--- Passage provided ---
——

SOLAR MODELS WITH REVISED ABUNDANCE

The standard solar models with the latest input physics are well known to yield the solar structure to an amazing degree of precision and agree with the helioseismic inversions (see, e.g., Christensen-Dalsgaard et al. 1996; Bahcall et al. 2001). Those models use the old abundance values (Grevesse & Savual 1998, hereafter GS98). However, the standard solar models with the new solar mixture AGS05 (Asplund et al. 2005, hereafter AGS05) disagree with helioseismic constraints, e.g., the position of the base of convection zone (CZ) is too shallow and the surface helium abundance is lower than in the Sun (Christensen-Dalsgaard et al. 1991; Basu 1998; Basu & Antia 2004). Larger discrepancies are in the sound speed and density profiles between the Sun and the models with low Z (Bahcall & Pinsonneault 2004; Guzik et al. 2005). See Basu & Antia (2008) for a detailed review paper.

A number of investigations have attempted to explain this discrepancy as a matter of improved physical inputs in the standard solar model, such as enhanced diffusivity, opacity increases, convective overshooting, low-Z accretion (Bahcall et al. 2005, 2006; Yang & Bi 2007; Christensen-Dalsgaard et al. 2009; Serenelli et al. 2009; Guzik & Mussack 2010; Turck-Chièze et al. 2010), and revised solar composition (Asplund et al. 2009, hereafter AGSS09). The results of all of these analyses show that it is difficult to reproduce the helioseismic constraints with the standard solar model also when it includes the latest abundances. This failure could be due to the fact that the standard solar model neglects rotation, magnetic fields, and some extra-mixing processes. In this Letter, we show that these effects can reduce the discrepancies.

——

--- Dataset extract ---
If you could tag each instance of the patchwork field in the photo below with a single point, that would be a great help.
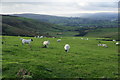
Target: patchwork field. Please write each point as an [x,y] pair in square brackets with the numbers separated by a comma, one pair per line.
[84,60]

——

--- Written problem ---
Copy the solar models passage from the words "A number of" through "reduce the discrepancies.", swapping "opacity increases" for "higher opacities".

--- Answer to the task ---
A number of investigations have attempted to explain this discrepancy as a matter of improved physical inputs in the standard solar model, such as enhanced diffusivity, higher opacities, convective overshooting, low-Z accretion (Bahcall et al. 2005, 2006; Yang & Bi 2007; Christensen-Dalsgaard et al. 2009; Serenelli et al. 2009; Guzik & Mussack 2010; Turck-Chièze et al. 2010), and revised solar composition (Asplund et al. 2009, hereafter AGSS09). The results of all of these analyses show that it is difficult to reproduce the helioseismic constraints with the standard solar model also when it includes the latest abundances. This failure could be due to the fact that the standard solar model neglects rotation, magnetic fields, and some extra-mixing processes. In this Letter, we show that these effects can reduce the discrepancies.